The data
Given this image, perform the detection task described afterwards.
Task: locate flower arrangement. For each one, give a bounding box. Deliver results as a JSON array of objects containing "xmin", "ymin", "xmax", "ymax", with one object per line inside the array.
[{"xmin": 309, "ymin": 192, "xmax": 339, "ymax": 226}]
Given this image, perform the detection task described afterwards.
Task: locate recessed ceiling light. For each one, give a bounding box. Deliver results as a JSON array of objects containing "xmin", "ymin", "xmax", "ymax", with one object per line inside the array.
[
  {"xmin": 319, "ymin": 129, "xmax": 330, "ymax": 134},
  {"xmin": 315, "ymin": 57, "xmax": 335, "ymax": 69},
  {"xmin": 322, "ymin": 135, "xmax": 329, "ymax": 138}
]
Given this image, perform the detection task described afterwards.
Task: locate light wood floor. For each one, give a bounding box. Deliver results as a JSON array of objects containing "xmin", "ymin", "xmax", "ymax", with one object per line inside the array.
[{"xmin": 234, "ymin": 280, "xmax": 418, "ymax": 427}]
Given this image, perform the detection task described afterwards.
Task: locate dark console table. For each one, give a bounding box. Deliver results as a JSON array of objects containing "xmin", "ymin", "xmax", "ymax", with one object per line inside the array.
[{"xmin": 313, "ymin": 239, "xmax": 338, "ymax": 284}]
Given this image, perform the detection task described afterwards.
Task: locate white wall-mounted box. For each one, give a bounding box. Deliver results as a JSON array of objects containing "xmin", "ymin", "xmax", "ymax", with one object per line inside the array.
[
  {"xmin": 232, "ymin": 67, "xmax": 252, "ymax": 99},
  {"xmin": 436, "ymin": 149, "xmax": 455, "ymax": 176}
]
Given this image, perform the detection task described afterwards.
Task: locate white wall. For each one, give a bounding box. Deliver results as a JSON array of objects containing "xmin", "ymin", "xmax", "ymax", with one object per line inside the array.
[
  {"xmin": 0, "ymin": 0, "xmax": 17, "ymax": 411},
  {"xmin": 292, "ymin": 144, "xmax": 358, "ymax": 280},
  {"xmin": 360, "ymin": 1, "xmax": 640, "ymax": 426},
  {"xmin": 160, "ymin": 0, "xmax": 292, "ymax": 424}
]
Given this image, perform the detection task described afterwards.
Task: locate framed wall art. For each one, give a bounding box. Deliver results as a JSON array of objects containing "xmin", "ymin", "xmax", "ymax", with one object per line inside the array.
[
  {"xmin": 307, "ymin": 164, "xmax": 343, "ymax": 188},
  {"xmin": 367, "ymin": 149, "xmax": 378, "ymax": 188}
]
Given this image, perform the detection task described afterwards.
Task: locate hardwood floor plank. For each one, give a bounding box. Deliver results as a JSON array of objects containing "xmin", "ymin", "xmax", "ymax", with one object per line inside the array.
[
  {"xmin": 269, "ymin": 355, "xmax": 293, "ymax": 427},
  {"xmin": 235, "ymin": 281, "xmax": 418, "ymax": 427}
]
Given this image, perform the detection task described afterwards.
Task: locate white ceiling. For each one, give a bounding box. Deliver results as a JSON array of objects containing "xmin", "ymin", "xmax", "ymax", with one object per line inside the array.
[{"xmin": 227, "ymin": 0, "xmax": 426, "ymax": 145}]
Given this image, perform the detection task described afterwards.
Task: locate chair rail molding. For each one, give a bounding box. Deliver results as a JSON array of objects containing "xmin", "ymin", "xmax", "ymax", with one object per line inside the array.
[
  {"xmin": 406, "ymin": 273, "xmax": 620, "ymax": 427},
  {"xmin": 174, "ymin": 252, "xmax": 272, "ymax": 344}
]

Work order
Repeat the entire listing above without changing a word.

Solved exercise
Given this image, perform the detection task described afterwards.
Task: locate flower arrangement. For each one, give a bounding box. Deliver results as a JSON array of objects containing "xmin", "ymin", "xmax", "ymax", with one object per line inside the array.
[{"xmin": 309, "ymin": 192, "xmax": 339, "ymax": 226}]
Given this image, perform the detection task described afterwards.
Task: locate recessed ceiling light. For each one, give a bounding box. Deliver results as a JSON array of objects containing "xmin", "ymin", "xmax", "ymax", with one object per line inside the array.
[
  {"xmin": 319, "ymin": 129, "xmax": 330, "ymax": 134},
  {"xmin": 315, "ymin": 57, "xmax": 335, "ymax": 69},
  {"xmin": 322, "ymin": 135, "xmax": 329, "ymax": 138}
]
Given this image, perform the detection task described afterwards.
Task: locate light wood floor. For each one, give a bounding box. Deliver results as a JSON array of objects containing "xmin", "ymin", "xmax", "ymax", with one object per line inside the array.
[{"xmin": 234, "ymin": 280, "xmax": 418, "ymax": 427}]
Given this image, perform the detection task described afterwards.
Task: locate dark console table. For each one, give a bounding box. Deliver results as a JSON array of objects containing "xmin", "ymin", "xmax", "ymax", with one object per line inside the array.
[{"xmin": 313, "ymin": 239, "xmax": 338, "ymax": 284}]
Given this image, perform the detection task described afterwards.
Task: locate white wall-mounted box. For each one, give a bounding box. Deliver results as a JSON array of objects containing "xmin", "ymin", "xmax", "ymax", with one object per line inside the array.
[
  {"xmin": 232, "ymin": 67, "xmax": 252, "ymax": 99},
  {"xmin": 436, "ymin": 149, "xmax": 455, "ymax": 176}
]
Given this image, perform the detection task described afterwards.
Task: locate white wall. For each one, give a bounding box. Deliver results as a JSON array of objects containing "xmin", "ymin", "xmax", "ymax", with one object per line inside the array.
[
  {"xmin": 0, "ymin": 0, "xmax": 17, "ymax": 411},
  {"xmin": 292, "ymin": 144, "xmax": 358, "ymax": 280},
  {"xmin": 360, "ymin": 1, "xmax": 640, "ymax": 426},
  {"xmin": 160, "ymin": 0, "xmax": 292, "ymax": 424}
]
Given this image, perform the detection task described afterwards.
Task: locate framed wall art. For each one, give a bounding box. Deliver results as a JSON array of objects containing "xmin", "ymin", "xmax", "ymax", with one object per line inside the array.
[
  {"xmin": 307, "ymin": 164, "xmax": 343, "ymax": 188},
  {"xmin": 367, "ymin": 149, "xmax": 378, "ymax": 188}
]
Given this image, perform the detection task described afterwards.
Task: locate hardwood floor plank. For each one, give a bounding box. Deliver results as a JSON array of objects containing "xmin", "ymin", "xmax", "ymax", with one object per line inside the array.
[
  {"xmin": 269, "ymin": 355, "xmax": 293, "ymax": 427},
  {"xmin": 235, "ymin": 281, "xmax": 418, "ymax": 427}
]
Given this image, perform the detection task described afterwards.
Task: locate white ceiling. For each one, give a bounding box. Deliver results as a JSON array of objects containing "xmin", "ymin", "xmax", "ymax", with one object per line inside the array.
[{"xmin": 227, "ymin": 0, "xmax": 426, "ymax": 145}]
Given this image, perform the detection task described afterwards.
Task: locate chair rail molding. For each one, give a bounding box. Deliver results as a JSON array of objects containing "xmin", "ymin", "xmax", "ymax", with one object per line inside the array.
[
  {"xmin": 406, "ymin": 273, "xmax": 620, "ymax": 427},
  {"xmin": 174, "ymin": 252, "xmax": 272, "ymax": 344}
]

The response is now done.